Supplied information:
>> Begin

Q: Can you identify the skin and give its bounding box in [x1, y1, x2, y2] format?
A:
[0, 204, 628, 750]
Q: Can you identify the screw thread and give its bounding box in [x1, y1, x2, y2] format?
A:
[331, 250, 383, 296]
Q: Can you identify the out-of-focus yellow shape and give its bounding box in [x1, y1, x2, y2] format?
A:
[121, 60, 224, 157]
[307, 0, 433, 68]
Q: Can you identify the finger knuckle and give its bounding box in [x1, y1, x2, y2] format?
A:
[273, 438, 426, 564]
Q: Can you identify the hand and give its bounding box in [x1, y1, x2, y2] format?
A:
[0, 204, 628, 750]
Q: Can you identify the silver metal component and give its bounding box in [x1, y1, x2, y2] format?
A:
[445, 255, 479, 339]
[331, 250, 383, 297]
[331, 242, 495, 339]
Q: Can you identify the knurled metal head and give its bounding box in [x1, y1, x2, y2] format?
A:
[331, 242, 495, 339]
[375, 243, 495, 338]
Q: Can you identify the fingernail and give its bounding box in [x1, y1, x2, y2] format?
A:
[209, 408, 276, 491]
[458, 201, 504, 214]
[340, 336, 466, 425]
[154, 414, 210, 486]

>> End

Reproduce the listing verbatim from the line containing "Q: Can you identify the fingernail" through the end of the listing, including that line.

Result for this task:
Q: Can you identify the fingernail and give its bounding box in [x1, y1, x2, y2] format?
A:
[209, 408, 276, 491]
[458, 201, 504, 214]
[340, 336, 466, 425]
[154, 414, 210, 486]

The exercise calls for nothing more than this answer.